What you are asked to do. Write the records out once more. Leave each line exactly as given.

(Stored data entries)

== == ==

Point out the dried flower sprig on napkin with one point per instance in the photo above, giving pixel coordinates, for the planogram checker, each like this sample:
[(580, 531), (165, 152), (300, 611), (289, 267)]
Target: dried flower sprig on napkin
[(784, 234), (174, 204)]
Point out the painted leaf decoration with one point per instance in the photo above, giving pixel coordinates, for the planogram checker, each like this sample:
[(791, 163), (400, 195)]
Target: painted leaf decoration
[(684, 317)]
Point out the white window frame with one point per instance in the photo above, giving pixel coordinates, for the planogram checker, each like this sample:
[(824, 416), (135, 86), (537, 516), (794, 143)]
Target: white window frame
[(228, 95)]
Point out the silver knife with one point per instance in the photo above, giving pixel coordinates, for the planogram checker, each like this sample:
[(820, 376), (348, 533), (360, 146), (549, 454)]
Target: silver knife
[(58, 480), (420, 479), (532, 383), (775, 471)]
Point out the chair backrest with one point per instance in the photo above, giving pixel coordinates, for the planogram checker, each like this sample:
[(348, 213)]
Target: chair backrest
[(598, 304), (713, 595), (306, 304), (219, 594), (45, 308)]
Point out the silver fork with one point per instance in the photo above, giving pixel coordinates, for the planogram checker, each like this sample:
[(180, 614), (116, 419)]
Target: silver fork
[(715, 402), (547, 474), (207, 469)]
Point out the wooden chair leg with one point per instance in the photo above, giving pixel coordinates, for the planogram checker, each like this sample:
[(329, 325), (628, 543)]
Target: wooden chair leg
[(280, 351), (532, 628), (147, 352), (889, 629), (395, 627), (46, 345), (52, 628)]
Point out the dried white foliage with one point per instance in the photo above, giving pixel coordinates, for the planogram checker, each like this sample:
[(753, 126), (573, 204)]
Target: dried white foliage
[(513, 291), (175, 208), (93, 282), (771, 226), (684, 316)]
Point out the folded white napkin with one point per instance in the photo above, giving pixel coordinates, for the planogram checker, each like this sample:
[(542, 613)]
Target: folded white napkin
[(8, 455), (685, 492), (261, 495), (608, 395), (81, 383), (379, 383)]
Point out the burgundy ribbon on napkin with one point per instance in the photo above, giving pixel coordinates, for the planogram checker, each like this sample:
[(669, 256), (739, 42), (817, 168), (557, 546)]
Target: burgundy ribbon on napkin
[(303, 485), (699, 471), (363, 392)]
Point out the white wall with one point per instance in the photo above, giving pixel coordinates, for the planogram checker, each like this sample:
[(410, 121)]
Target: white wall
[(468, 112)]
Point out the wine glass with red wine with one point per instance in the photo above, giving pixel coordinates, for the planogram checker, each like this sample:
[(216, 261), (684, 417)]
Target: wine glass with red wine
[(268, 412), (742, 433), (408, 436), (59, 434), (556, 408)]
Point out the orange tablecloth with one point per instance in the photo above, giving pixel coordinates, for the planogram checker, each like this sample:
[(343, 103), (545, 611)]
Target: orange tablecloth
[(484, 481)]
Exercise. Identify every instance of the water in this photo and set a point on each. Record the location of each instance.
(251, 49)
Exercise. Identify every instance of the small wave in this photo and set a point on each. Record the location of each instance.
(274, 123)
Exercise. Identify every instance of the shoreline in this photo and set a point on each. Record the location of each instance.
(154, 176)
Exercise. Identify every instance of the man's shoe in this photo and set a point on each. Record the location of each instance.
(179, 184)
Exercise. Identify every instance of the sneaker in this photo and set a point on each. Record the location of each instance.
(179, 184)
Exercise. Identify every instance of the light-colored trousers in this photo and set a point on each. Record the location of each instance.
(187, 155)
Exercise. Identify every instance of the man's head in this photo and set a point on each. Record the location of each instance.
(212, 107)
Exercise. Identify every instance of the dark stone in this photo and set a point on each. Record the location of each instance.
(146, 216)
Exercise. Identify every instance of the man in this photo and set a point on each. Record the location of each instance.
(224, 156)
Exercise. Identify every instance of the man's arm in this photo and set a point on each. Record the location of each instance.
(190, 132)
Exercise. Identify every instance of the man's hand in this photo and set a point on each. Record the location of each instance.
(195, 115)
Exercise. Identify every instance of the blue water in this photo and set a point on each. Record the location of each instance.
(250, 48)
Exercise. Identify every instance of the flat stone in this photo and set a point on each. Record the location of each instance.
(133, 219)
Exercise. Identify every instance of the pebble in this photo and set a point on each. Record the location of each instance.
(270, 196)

== == ==

The answer.
Point out the dried flower sprig on napkin with one point per instance in the photo above, giving pixel coordinates, for the planogram checker, each like this sample:
[(580, 531), (165, 152), (300, 611), (289, 267)]
Target: dried flower sprig on napkin
[(784, 234), (174, 204)]
Point out the painted leaf decoration with one point per instance in the photo above, giving pixel coordinates, for the planogram checker, each like this sample:
[(791, 163), (400, 195)]
Target: painted leaf decoration
[(684, 317)]
Point out the white window frame with one point per instance in the photo above, giving pixel coordinates, for the planogram checker, each like this sample:
[(824, 416), (135, 86), (537, 516), (794, 143)]
Target: white window frame
[(228, 95)]
Point out the silver knife with one point per instance in the photo above, giving pixel coordinates, for the planogram checker, each like this sample:
[(820, 376), (348, 533), (360, 146), (549, 454)]
Target: silver knife
[(58, 480), (420, 479), (532, 383), (775, 471)]
Point out the chair backrest with one point per instance in the photo above, giving pixel coordinates, for the planogram checker, each like this sample:
[(348, 213)]
Target: chair backrest
[(598, 304), (713, 595), (306, 304), (219, 594), (45, 308)]
Point out the silver fork with one point per instance in the photo above, giving pixel coordinates, for the planogram checker, each like this sample:
[(180, 614), (116, 419)]
Target: silver fork
[(715, 402), (547, 474), (207, 469)]
Point out the wooden chair leg with one point per instance in the photo above, giving pixel coordinates, for the planogram checker, each like this sample:
[(329, 325), (628, 543)]
Target: wooden chair leg
[(280, 351), (532, 628), (147, 352), (889, 629), (395, 627), (46, 345), (52, 628)]
Point out the dried white foliage with one point per instance in the photo above, giving pixel coordinates, for the planogram checker, each like this sample:
[(753, 126), (573, 204)]
Target: dried white foliage
[(513, 291), (175, 208), (93, 282), (771, 226), (684, 316)]
Point out the folded white napkin with one point per instance in the photo above, giving pixel coordinates, for the planogram checker, each like this sample:
[(542, 613)]
Target: folded white napkin
[(8, 455), (685, 492), (261, 495), (608, 395), (81, 383), (379, 383)]
Point out the burgundy ribbon on napkin with one point per instance in the photo above, giving pixel coordinates, for the planogram checker, each like this sample:
[(669, 256), (739, 42), (817, 168), (557, 546)]
Target: burgundy ribbon on napkin
[(303, 485), (699, 471), (363, 392)]
Point out the white wall with one point per instance in the photo above, giving pixel coordinates, for the planogram checker, each like this sample:
[(410, 121)]
Target: white wall
[(468, 112)]
Point out the wine glass with red wine with one point per instance in the photo above, giving pixel coordinates, for the planogram checker, each like this sample:
[(216, 261), (684, 417)]
Target: wine glass with red wine
[(268, 412), (742, 433), (408, 436), (59, 434), (556, 408)]
Point out the orange tablecloth with one point per instance in the photo above, giving pixel coordinates, for the planogram checker, each like this sample:
[(343, 103), (545, 611)]
Target: orange tablecloth
[(484, 481)]
Exercise. Identify every instance of the water in this photo and set a point on each. Record the location of each instance.
(251, 49)
Exercise. Identify every instance of the small wave in this photo and set a point on each. Record the location of each instance.
(274, 123)
Exercise. Identify every instance of the shoreline in this photo and set a point on each. Record the location of each instance.
(154, 176)
Exercise. Identify every instance of the man's shoe in this photo and set a point on each. Record the location of each instance.
(179, 184)
Exercise. Identify every instance of the sneaker in this photo and set a point on each. Record the location of each instance.
(179, 184)
Exercise. Identify every instance of the light-colored trousers in this photo and set a point on each. Record the location of each instance.
(187, 155)
Exercise. Identify every instance of the man's head in this photo and set a point on each. Record the location of each instance.
(212, 107)
Exercise. Identify every instance of the dark stone in this photo and set a point on each. Record the location of each instance.
(146, 216)
Exercise. Identify every instance of the man in this photo and set a point on each. Record the location of each instance.
(224, 156)
Exercise. Identify every instance of the man's arm in this photo and set a point on each. Record the location of each instance.
(190, 132)
Exercise. Identify every instance of the man's hand in this photo and set a point on each. Record the location of each instance.
(195, 115)
Exercise. Identify every instance of the blue water in this photo and set a point on each. Record the location of each instance.
(250, 48)
Exercise. Identify every instance of the flat stone in this photo and set a point on each. Record the location of each instance.
(133, 219)
Exercise. Identify every instance of the pebble in this photo and set a point on each. Record the location of each instance.
(270, 196)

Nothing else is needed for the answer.